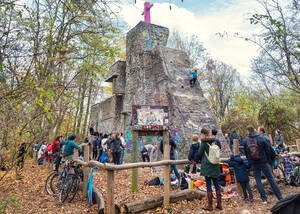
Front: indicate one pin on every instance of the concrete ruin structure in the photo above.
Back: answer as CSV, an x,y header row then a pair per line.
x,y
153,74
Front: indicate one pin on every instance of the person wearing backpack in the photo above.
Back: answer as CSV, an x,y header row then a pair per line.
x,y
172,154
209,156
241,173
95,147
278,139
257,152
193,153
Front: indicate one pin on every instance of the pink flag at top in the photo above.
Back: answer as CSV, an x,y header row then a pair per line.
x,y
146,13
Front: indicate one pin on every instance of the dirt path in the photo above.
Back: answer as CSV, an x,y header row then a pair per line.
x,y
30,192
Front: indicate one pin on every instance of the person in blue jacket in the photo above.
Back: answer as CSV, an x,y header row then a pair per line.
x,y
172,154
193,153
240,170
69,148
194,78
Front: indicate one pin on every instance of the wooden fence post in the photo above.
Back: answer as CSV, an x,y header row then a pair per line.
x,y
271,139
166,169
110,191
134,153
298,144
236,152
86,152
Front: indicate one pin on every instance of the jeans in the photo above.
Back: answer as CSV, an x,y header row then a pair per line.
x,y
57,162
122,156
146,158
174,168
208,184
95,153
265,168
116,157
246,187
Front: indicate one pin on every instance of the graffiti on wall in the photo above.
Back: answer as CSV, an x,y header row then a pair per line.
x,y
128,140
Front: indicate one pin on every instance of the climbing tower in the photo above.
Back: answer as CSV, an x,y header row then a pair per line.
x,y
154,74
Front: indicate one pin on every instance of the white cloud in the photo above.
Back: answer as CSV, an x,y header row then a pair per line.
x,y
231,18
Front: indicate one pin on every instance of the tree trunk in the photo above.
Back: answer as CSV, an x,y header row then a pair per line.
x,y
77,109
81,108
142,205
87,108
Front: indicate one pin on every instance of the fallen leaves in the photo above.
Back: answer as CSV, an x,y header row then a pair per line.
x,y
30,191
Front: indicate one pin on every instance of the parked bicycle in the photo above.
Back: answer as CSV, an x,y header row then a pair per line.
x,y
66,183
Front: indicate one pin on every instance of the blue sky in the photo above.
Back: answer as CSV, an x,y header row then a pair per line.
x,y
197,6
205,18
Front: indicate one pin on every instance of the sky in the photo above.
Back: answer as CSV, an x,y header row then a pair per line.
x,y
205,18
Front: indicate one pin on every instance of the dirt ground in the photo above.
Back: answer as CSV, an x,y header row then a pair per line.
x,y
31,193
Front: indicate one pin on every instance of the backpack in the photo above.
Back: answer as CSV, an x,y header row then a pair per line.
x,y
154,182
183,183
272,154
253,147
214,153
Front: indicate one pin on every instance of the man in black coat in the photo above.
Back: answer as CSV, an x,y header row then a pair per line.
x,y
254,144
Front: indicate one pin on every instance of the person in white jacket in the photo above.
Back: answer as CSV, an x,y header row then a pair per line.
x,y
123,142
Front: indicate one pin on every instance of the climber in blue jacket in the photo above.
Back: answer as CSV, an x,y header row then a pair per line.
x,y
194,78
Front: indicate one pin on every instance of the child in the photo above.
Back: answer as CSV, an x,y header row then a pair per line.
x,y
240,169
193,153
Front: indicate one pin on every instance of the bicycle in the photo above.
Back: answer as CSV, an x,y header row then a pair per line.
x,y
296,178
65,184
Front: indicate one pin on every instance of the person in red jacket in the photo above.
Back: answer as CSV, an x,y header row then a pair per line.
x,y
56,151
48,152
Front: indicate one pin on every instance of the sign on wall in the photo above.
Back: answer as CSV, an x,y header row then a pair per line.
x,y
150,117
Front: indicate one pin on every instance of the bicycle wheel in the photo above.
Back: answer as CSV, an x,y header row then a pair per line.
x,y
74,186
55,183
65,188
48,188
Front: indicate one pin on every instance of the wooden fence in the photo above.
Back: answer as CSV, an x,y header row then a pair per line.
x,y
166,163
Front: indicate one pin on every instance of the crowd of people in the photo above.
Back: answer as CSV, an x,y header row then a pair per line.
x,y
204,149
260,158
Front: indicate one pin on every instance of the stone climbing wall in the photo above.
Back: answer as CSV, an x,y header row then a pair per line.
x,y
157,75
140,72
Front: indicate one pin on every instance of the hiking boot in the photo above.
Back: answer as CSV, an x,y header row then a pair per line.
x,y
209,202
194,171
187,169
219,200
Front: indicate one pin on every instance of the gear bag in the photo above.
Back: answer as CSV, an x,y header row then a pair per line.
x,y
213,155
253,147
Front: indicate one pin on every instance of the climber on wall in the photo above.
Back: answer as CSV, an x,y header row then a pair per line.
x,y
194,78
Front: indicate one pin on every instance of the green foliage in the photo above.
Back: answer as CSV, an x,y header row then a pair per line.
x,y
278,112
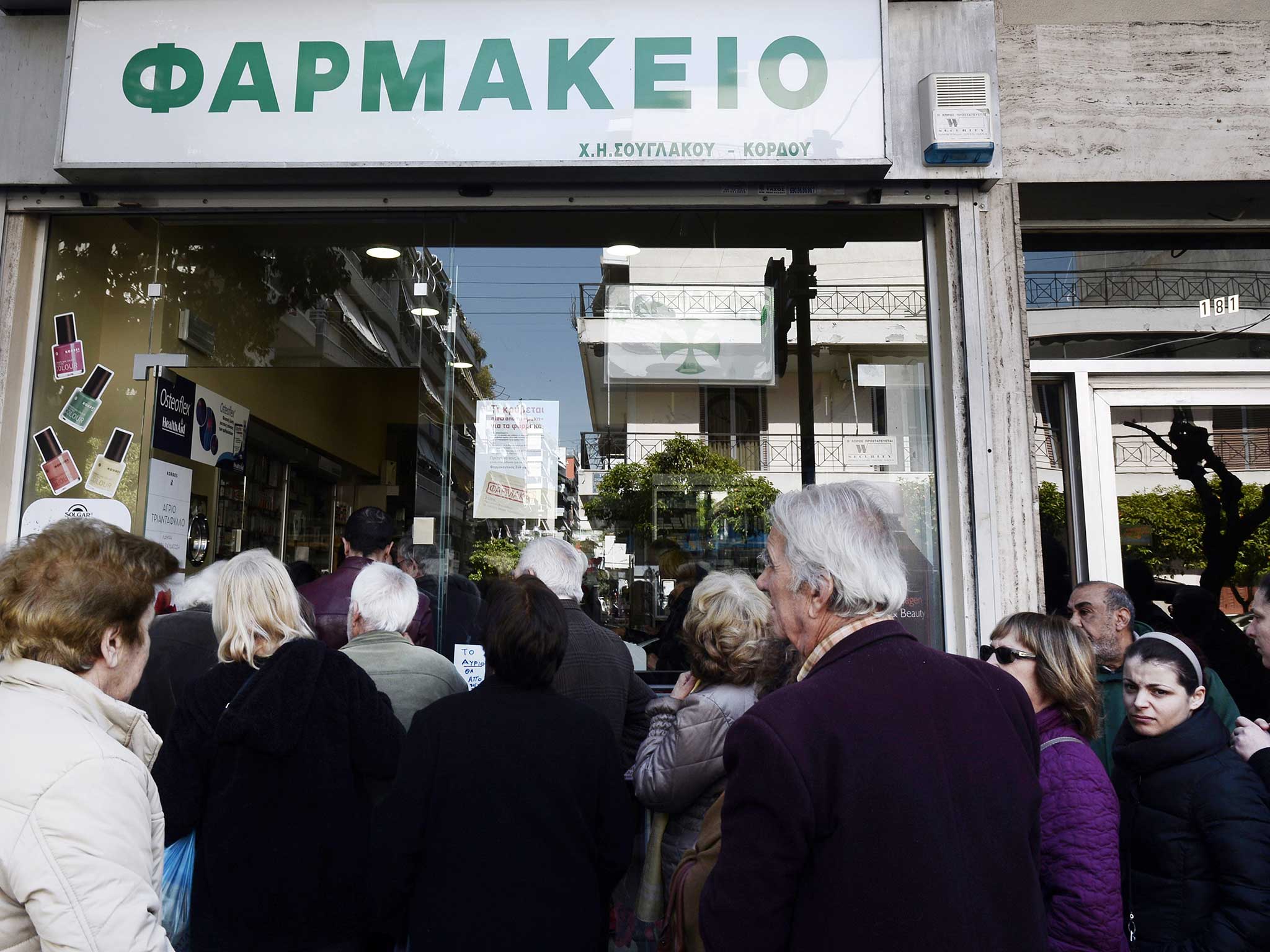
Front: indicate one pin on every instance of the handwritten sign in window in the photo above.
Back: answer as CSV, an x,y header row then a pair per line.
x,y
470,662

WORK TO BE COMPLETED
Search the records above for the string "jacket". Copy every line that contains it.

ANSWER SECTION
Front: indicate one pin on every instance of the person in blue jacket in the photo above.
Front: indicate one pin on every instance of the person in white jacket in the photo above.
Front: indicate one pin on every instance of the climber in blue jacket in the photo above.
Front: indicate one pin on every instance of the person in red jacket in the photo above.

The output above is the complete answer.